■ Short problem ■
Repeat each entry as written and leave the images out of the copy.

■ Exercise input ■

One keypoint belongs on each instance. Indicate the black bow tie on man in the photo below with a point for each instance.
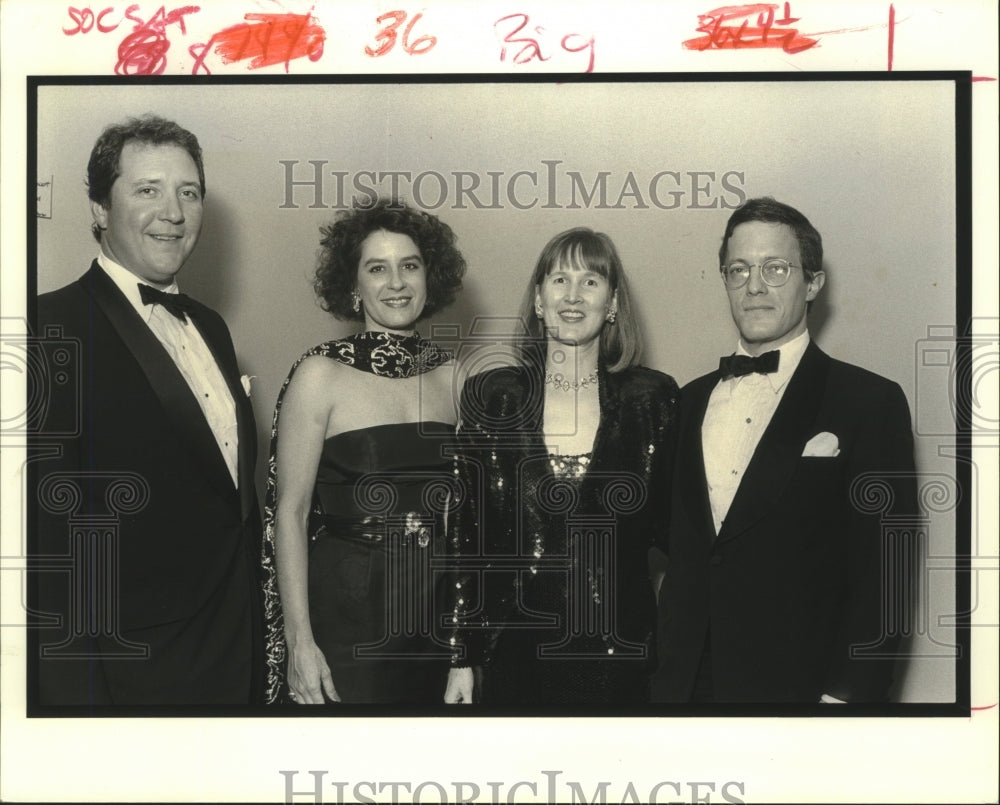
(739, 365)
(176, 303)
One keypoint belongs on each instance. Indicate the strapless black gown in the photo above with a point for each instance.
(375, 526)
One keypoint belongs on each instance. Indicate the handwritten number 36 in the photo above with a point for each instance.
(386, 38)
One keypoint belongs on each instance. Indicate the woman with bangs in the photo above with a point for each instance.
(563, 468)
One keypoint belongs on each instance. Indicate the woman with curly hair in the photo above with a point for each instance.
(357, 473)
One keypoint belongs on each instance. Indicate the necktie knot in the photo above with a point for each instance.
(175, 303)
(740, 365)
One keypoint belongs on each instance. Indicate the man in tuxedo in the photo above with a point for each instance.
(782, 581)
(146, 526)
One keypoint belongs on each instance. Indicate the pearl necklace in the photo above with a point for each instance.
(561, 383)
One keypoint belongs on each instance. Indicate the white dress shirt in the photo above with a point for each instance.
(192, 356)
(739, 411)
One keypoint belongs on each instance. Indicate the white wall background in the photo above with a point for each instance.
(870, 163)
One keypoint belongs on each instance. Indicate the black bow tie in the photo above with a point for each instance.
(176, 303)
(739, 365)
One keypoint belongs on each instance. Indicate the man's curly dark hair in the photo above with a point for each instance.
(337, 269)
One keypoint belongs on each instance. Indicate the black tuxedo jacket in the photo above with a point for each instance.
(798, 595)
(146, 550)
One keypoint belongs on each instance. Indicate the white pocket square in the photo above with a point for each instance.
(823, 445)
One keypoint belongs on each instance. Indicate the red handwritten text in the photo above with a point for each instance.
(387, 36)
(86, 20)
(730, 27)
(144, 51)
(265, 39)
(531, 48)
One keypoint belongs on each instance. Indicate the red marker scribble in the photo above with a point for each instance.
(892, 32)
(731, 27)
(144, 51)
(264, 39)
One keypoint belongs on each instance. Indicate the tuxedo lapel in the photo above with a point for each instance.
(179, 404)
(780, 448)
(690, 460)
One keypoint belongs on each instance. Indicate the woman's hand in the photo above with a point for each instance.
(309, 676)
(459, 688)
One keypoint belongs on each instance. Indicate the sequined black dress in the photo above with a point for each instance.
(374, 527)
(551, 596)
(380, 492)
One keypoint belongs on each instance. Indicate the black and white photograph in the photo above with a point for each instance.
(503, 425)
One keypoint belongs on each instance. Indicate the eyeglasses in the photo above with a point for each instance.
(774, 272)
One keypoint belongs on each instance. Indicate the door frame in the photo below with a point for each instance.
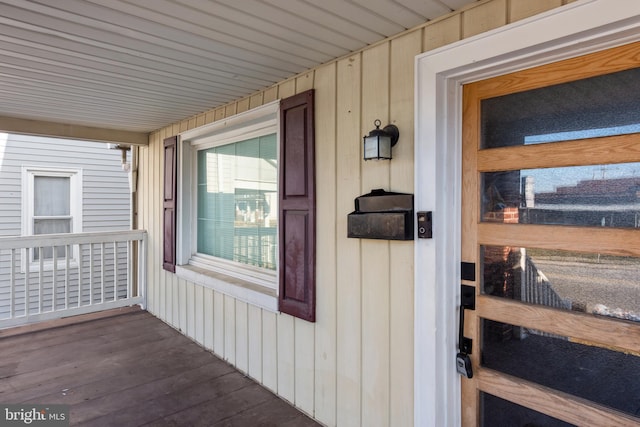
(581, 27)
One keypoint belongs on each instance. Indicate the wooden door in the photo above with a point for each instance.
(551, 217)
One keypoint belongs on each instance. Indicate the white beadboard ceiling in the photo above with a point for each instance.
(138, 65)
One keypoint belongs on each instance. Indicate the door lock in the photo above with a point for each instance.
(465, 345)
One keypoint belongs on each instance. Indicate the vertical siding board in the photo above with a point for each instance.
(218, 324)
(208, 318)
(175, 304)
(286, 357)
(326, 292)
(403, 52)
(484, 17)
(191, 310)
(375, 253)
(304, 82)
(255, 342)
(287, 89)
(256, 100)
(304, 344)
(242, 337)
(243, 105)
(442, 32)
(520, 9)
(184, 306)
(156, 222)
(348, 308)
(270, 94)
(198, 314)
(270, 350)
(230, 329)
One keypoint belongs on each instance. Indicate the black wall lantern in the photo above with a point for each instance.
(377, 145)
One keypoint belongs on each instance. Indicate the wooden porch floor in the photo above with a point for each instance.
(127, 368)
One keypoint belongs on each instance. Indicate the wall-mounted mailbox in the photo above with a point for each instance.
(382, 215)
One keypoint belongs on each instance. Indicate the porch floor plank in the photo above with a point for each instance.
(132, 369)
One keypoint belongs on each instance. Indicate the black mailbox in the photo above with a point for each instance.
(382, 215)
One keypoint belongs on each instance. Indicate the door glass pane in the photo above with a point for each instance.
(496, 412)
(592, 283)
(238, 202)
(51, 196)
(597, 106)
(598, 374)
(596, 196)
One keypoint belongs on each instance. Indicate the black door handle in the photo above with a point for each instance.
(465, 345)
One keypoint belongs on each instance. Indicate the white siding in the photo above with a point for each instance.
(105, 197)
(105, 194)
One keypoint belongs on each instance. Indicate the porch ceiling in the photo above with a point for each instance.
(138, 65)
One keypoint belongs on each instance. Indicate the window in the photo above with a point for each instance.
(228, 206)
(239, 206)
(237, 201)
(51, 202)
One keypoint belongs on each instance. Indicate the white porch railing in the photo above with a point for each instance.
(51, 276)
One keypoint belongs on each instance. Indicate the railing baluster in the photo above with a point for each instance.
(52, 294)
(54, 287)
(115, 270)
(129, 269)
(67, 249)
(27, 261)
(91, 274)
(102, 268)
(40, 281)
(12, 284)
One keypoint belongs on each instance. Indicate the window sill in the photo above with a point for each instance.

■ Written response ■
One keypoint belongs on each instance. Indicate the black bow tie on man in the photo below with a point for each instance.
(739, 365)
(176, 303)
One keypoint belongs on each instance. Indicate the strapless black gown in the photo above with a point for each instance.
(375, 526)
One keypoint belongs on each instance. Indicate the handwritten number 36 in the photo above with a point for each instance.
(386, 38)
One keypoint belongs on each instance. Indicate the woman with bangs in the photo above with a point for each instance.
(563, 468)
One keypoint belongs on each instance. Indicate the woman with curly hair in the photo above with a point for each instance.
(357, 473)
One keypoint belongs on each instance. Indicate the necktie knot in the photo above with a point for each instance.
(175, 303)
(740, 365)
One keypoint belongs on each instance. Indicate the man in tuxedo in the photo above with a point for each instance.
(782, 581)
(146, 526)
One keypoint belongs on each instance. Indicate the pearl necklace in the photo above with a point for each instance.
(561, 383)
One keypoint belongs on each instance. Indicate the white dress shirt in the photo above with a point for each instance.
(192, 356)
(739, 411)
One keypoint belongs on each instance. Indicate the white wall background in the photo above with a point for each instance.
(870, 163)
One keypoint belongs on each instance. Indicate the black bow tie in the photo above with a point for each instance.
(176, 303)
(739, 365)
One keypoint belongs on each instance. Indicate the man's curly dark hair in the photo above with a point for each instance.
(337, 269)
One keypoint belongs on each instance. Indicate the black tuxedo jacket in the photo above with a point for each instance.
(798, 595)
(146, 550)
One keypoint belongs on each instance. Indicate the white pocket square in the photo above with a point for each instance.
(823, 445)
One keypoint belongs on each instance. Indicate the red handwritten text in the photo above with a point for each instance.
(387, 36)
(86, 20)
(730, 27)
(144, 51)
(265, 39)
(531, 48)
One keypoint belongs on each instance. Indicate the red marker scribble in the photo above with a point for each instance.
(892, 32)
(731, 27)
(144, 51)
(264, 39)
One keypoint belongs on each instance. Indicate the tuxedo lapel in the photo above with a point for each instance.
(179, 404)
(780, 448)
(690, 460)
One keypoint belongs on each instance. Indicate the woman's hand in the photo above with a point for each instance.
(309, 676)
(459, 688)
One keypoint belongs on each instance. Indicate the sequined black dress in the photo above with a point for each instance.
(374, 527)
(551, 596)
(380, 492)
One keypoint belongs on each instance. Indicate the black and white photograph in the photo above with a point for each instance.
(503, 425)
One keypoint belongs on each instance. Indicate the eyeglasses in the photo above with a point for each instance.
(774, 272)
One keypoint belongs on each instance. Indicate the door frame in the photo below with a point for each instance.
(581, 27)
One keypoint belongs on each instance. Indicate the wooden door in the photo above with a point for each instance.
(551, 217)
One keypoint belongs on each instance. Indicate the white beadboard ceiling in the photo above with a point for each instance.
(138, 65)
One keypoint belongs on each instance. Indicate the door lock in the photo above with a point for each instance.
(465, 345)
One keypoint belongs on each instance. Indicate the vertical siding board in the photo above with a point for each instance.
(218, 324)
(208, 318)
(175, 304)
(286, 357)
(326, 292)
(403, 52)
(484, 17)
(191, 310)
(375, 253)
(304, 82)
(255, 342)
(287, 89)
(256, 100)
(304, 344)
(242, 337)
(243, 105)
(442, 32)
(520, 9)
(184, 306)
(156, 222)
(348, 308)
(270, 94)
(198, 314)
(270, 350)
(230, 329)
One keypoint belongs on each instance. Indicate the black wall lantern in the photo above with a point for each instance.
(377, 145)
One keypoint belongs on each instance. Indicate the wooden porch floor in the photo above with a point for each instance.
(127, 368)
One keypoint belongs on each instance. Indicate the wall-mounted mailbox in the photo above with a point for each instance.
(382, 215)
One keypoint belongs on each instance. Indicate the porch floor plank in the photo above with a point for each instance.
(132, 369)
One keypoint belongs on each instance. Indicate the black mailbox in the photo above with a point for each instance.
(382, 215)
One keypoint belongs on each instance. Indicate the door glass pane in the photo above with a point for each instance.
(496, 412)
(592, 283)
(238, 202)
(51, 196)
(597, 106)
(598, 374)
(596, 196)
One keypoint belongs on each instance. Indicate the black door handle in the photo above with a point for each instance.
(465, 345)
One keypoint belongs on each instance. Indicate the white siding in the photo above with a point for each instance.
(105, 197)
(105, 194)
One keypoint belongs on each instance. Indicate the porch ceiling in the photo above with a point for each instance.
(138, 65)
One keypoint belongs on each instance. Indicate the window in the photo above with a point for each instance.
(228, 206)
(239, 206)
(237, 201)
(51, 202)
One keypoint belongs on each instance. Indicate the white porch railing in the photo above with a point for each instance.
(51, 276)
One keypoint belongs on each instance. Indicate the railing baluster in the photo above with a point for each instance.
(52, 294)
(54, 287)
(115, 270)
(129, 269)
(67, 249)
(27, 261)
(91, 274)
(102, 268)
(40, 281)
(12, 284)
One keypoint belongs on each instance. Indicate the window sill in the photo above with a point for each instance.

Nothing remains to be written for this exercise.